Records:
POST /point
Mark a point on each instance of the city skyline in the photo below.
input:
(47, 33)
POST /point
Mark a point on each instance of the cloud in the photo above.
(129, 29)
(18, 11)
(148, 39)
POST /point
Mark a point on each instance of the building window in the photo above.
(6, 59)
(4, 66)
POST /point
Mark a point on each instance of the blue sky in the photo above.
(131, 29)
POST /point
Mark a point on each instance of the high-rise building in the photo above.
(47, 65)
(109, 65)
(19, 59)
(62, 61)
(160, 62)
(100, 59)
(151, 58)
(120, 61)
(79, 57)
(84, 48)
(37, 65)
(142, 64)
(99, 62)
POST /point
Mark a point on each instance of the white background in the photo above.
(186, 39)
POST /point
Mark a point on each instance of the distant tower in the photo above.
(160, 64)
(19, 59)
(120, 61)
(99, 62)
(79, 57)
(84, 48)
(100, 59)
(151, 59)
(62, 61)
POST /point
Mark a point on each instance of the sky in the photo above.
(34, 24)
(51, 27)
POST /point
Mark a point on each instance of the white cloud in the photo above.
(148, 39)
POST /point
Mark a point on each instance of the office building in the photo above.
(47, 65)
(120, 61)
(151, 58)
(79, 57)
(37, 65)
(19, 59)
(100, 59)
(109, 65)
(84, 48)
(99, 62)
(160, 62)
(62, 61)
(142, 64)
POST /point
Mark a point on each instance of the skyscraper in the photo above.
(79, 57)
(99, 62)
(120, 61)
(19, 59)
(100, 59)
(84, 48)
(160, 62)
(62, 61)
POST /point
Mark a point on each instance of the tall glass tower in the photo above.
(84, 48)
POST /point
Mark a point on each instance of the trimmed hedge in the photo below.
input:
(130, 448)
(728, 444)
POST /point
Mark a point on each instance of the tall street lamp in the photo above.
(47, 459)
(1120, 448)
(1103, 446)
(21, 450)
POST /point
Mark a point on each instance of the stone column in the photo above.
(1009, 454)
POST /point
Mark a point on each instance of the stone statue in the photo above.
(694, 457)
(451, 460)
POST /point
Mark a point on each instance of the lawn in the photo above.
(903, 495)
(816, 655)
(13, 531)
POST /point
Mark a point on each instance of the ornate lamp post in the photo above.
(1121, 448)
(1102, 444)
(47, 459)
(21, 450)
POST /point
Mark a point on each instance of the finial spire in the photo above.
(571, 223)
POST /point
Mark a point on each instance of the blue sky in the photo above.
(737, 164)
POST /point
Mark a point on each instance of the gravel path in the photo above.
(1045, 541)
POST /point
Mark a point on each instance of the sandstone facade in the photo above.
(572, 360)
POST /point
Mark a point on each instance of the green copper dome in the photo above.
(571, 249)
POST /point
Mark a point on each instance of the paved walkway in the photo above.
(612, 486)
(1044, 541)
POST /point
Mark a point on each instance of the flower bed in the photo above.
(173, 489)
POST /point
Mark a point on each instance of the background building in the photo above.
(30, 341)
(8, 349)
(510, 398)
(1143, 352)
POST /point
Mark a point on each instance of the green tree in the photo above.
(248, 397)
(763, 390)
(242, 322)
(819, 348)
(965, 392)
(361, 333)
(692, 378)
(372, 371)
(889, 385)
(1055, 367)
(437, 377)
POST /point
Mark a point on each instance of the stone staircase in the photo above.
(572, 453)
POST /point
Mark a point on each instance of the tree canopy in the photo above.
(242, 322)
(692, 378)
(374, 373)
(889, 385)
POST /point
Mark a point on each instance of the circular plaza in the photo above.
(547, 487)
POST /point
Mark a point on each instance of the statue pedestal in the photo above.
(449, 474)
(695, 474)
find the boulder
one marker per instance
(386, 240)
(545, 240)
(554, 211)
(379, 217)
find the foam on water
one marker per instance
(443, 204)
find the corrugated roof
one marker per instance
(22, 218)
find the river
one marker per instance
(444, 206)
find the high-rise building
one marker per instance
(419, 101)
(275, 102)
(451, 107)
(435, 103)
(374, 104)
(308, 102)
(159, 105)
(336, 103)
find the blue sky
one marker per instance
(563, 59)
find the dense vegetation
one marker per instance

• [Stated exercise]: Repeat word for word the lines from the start of the records through the line that contains "(1009, 454)", including that line.

• [Answer below]:
POST /point
Mark a point on each instance of the city skyline in the photo below.
input:
(47, 33)
POST /point
Mark a point on each instance of the cloud in the photo above.
(129, 29)
(18, 11)
(148, 39)
POST /point
Mark a point on each instance of the building window in the photo above.
(6, 59)
(4, 66)
POST /point
Mark a point on each instance of the blue sky in the photo above.
(131, 29)
POST /point
Mark a point on each instance of the high-rise building in the photo above.
(47, 65)
(109, 65)
(19, 59)
(62, 61)
(160, 62)
(100, 59)
(151, 58)
(120, 61)
(79, 57)
(84, 48)
(37, 65)
(142, 64)
(99, 62)
POST /point
Mark a point on each instance of the white background in the photo above.
(186, 39)
POST /point
Mark a point on each instance of the distant tower in the photo above.
(160, 64)
(19, 59)
(120, 61)
(99, 62)
(79, 57)
(84, 48)
(100, 59)
(151, 59)
(62, 61)
POST /point
Mark a point on each instance of the sky in the photo above.
(34, 24)
(51, 27)
POST /point
Mark a point on each instance of the white cloud in the photo above.
(148, 39)
POST /point
Mark a point on each instance of the office building in the photo above.
(47, 65)
(120, 61)
(151, 58)
(79, 57)
(37, 65)
(19, 59)
(100, 59)
(109, 65)
(84, 48)
(99, 62)
(160, 62)
(62, 61)
(142, 64)
POST /point
Mark a point on each instance of the skyscraper in the photo above.
(79, 57)
(99, 62)
(120, 61)
(19, 59)
(100, 59)
(84, 48)
(160, 62)
(62, 61)
POST /point
Mark a point on each instance of the tall glass tower in the photo above.
(84, 48)
POST /point
Mark a point on each instance of the trimmed hedge in the photo below.
input:
(130, 448)
(728, 444)
POST /point
Mark a point on each instance of the tall street lamp in the photo above.
(47, 459)
(1120, 448)
(1103, 446)
(21, 450)
POST /point
Mark a point on each instance of the stone column in the photo above.
(1009, 454)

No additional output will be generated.